= Textauszug =
-=-=-=-=-
Rehwald: Die Pandemie hat dazu geführt, das Video-Gespräche einfach wichtiger geworden sind als früher. Früher gab es das in seltensten Fällen mal, dass man irgendwie über Skype mit jemandem gesprochen hat. Das hat sich schon geändert, dass erste spontane Kennenlernen über ein digitales Instrument stattfinden. Früher ist man einen Kaffee trinken gegangen, weil jeder im Büro war. Auf der anderen Seite ist man nun aber auch flexibler. Man muss nicht nachts um zehn oder um elf mit Kandidaten sprechen, sondern kann das auch tagsüber machen. Das hat Vor- und Nachteile.
Wie gut funktioniert es denn, über ein Digital-Gespräch einzuschätzen, ob ein potenzieller Kandidat auf die Stelle passen könnte? Funktioniert das genauso gut oder ist das irgendwie weniger greifbar?
Rehwald: Ich versuche trotzdem, den Menschen wenn es geht persönlich zu treffen, weil es einfach wichtig ist und einen anderen Eindruck hinterlässt, wenn man jemanden persönlich gesehen hat. Nichtsdestotrotz sind aber die ersten Gespräche bei den Kunden meistens im digitalen Format. Da geht es einfach nur darum, abzuklopfen, ob das grundsätzlich passen könnte. Aber ob jemand vom Charakterlichen her in ein Unternehmen passt, das geht am besten über ein persönliches Kennenlernen – ist zumindest meine Meinung.
-=-=-=-=-
= Vorliegende Angaben =
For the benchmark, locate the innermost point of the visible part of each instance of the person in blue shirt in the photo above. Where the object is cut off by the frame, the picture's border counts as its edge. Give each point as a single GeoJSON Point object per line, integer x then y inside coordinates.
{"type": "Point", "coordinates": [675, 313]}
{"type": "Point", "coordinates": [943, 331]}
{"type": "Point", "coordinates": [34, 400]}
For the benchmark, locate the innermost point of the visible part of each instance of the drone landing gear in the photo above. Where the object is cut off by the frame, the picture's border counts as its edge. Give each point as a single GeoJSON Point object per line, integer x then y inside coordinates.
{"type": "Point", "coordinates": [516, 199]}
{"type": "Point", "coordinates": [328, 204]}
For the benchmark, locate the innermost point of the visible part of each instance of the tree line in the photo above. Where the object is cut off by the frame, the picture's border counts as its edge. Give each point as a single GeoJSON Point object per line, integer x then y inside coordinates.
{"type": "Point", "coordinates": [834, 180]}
-=-=-=-=-
= Arbeitsanweisungen =
a - Erkläre in ein bis drei Sätzen, warum Rehwald laut dem Textauszug versucht, Menschen nach Möglichkeit persönlich zu treffen.
b - Schreibe den Textauszug über Kennenlerngespräche per Video nach seinem letzten Satz weiter.

= Lösungen =
a - Es ist einfach wichtig und hinterlässt einen anderen Eindruck, wenn man jemanden persönlich gesehen hat. Außerdem lässt sich nach Rehwalds Meinung am besten bei einem persönlichen Kennenlernen beurteilen, ob jemand vom Charakter her in ein Unternehmen passt.

b -
Auf der anderen Seite gab es auch zwei Jahre mit Corona, wo im Prinzip niemand im Büro war. Aber auch da wurde sehr viel eingestellt. Deswegen würde ich jetzt sagen: Ich glaube, man kriegt auch über einen digitalen Kanal ein Gespür dafür, ob jemand passt oder nicht.
Wie einfach ist es denn derzeit überhaupt, Fachkräfte für die Branche zu finden? Gibt es immer noch genug Bewerber oder ist das eher ein Reihum bei den verschiedenen Firmen?
Rehwald: Wenn man versucht, Personen einzustellen, die früher das gleiche woanders gemacht haben, ist es schon sehr häufig ein Reihum, also dass von Firma A zu Firma B gewechselt wird. Wenn es um neue Potenziale geht, ist es sicherlich schwieriger als früher. Ich weiß zwar nicht, ob das mit Generation-Veränderungen zu tun hat. Aber es ist definitiv schwieriger geworden, Personen für gewisse Jobs zu begeistern.
Und das nur auf bestimmten Hierarchieebenen oder eigentlich durchweg?
Rehwald: Auch Backoffice-Stellen und unterstützende Rollen werden mittlerweile über Personalberater besetzt. Weil man auf dem freien Markt nur sehr schwer Personen findet. Aber das war eigentlich schon immer so. Denn zumindest auf dem deutschen Markt oder vielleicht auch in Luxemburg gibt es nur wenige Große, die tatsächlich ausbilden und von denen die Fachkräfte dann abgeworben werden.
Wir haben nun sehr viel über die Generation Z gesprochen – gibt es vielleicht noch ein anderes Thema, von dem sie sagen würden, das ist eigentlich viel dringender und verdient deutlich mehr Aufmerksamkeit?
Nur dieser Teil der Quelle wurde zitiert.